*What to work on*
Identify every line in the entries below that contains the word "white", and copy each such line.

*Some entries*
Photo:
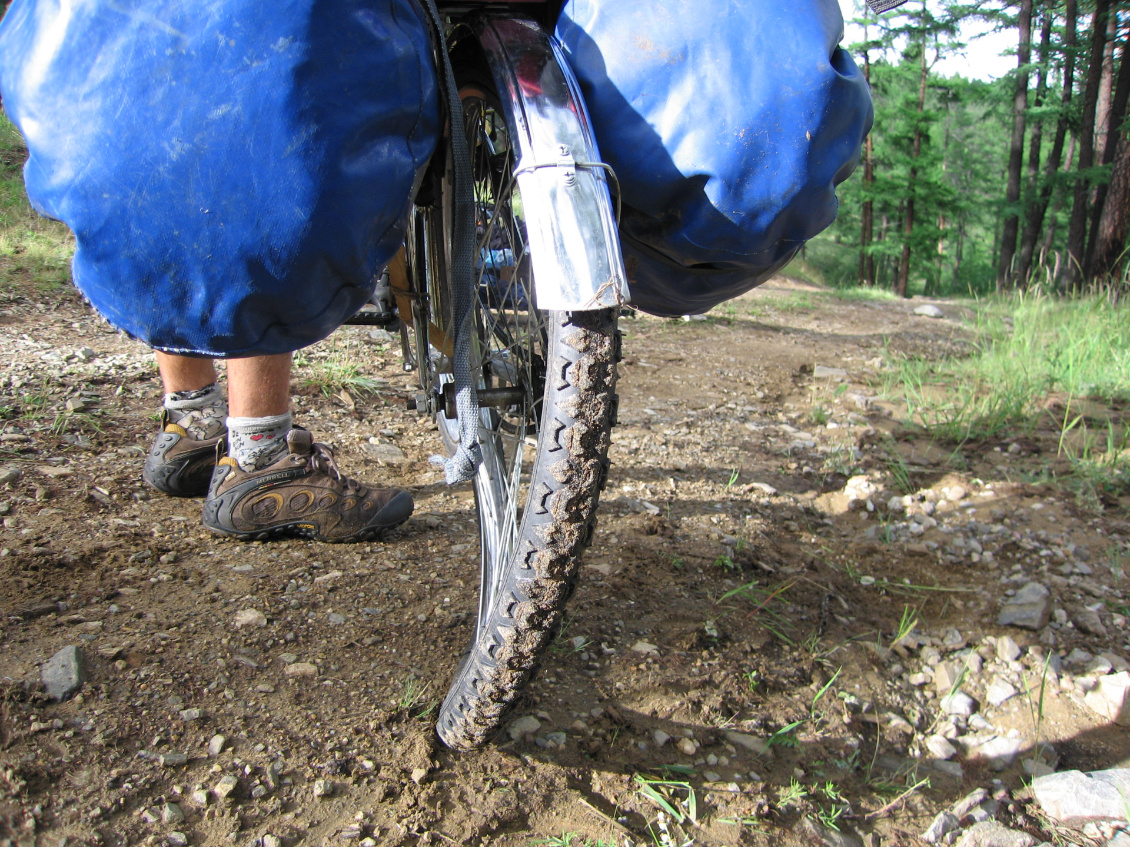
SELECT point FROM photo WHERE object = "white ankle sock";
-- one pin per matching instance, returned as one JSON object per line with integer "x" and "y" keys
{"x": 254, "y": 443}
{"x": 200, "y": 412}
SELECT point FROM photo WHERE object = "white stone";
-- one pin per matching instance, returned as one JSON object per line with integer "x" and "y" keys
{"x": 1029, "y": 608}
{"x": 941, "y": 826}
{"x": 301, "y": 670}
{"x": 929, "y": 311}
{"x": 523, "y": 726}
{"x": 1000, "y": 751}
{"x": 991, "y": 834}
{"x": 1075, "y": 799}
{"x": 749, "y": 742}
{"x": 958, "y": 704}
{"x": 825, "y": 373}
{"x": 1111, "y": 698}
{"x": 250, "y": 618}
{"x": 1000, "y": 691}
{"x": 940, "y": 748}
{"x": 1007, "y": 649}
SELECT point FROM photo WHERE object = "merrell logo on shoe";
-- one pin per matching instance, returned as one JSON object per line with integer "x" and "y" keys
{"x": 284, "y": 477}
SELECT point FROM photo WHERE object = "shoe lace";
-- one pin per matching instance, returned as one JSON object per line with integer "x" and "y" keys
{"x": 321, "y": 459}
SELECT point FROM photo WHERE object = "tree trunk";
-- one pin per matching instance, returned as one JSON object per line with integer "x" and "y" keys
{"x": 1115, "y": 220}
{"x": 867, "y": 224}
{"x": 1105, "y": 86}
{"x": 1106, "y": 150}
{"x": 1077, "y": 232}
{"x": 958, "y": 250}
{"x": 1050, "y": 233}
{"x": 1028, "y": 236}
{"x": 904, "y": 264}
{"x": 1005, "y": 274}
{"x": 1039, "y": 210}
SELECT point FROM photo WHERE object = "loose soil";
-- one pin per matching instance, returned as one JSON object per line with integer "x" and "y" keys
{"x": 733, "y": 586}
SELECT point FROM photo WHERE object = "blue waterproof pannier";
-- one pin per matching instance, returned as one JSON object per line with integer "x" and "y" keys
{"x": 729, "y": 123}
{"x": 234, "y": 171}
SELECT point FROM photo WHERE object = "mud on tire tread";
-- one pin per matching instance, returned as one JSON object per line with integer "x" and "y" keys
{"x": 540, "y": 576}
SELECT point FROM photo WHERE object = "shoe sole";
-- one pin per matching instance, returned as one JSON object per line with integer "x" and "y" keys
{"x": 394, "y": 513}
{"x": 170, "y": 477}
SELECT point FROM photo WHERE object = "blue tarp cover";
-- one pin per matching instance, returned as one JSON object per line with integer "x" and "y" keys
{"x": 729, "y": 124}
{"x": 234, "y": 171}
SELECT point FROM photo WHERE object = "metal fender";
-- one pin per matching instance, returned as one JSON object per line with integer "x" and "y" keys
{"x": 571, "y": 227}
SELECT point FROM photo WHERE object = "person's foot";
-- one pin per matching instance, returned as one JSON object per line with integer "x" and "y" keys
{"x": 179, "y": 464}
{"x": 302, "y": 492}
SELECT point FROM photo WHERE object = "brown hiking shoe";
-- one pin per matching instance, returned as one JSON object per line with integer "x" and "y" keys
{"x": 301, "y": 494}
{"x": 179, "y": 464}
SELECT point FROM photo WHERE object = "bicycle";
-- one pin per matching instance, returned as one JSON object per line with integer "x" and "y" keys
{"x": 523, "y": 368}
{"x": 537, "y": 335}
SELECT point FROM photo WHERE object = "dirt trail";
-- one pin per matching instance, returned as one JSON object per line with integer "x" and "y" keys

*Expected output*
SELECT point FROM photo WHERE object = "white ankle sock";
SELECT point FROM photo WHERE object = "white stone";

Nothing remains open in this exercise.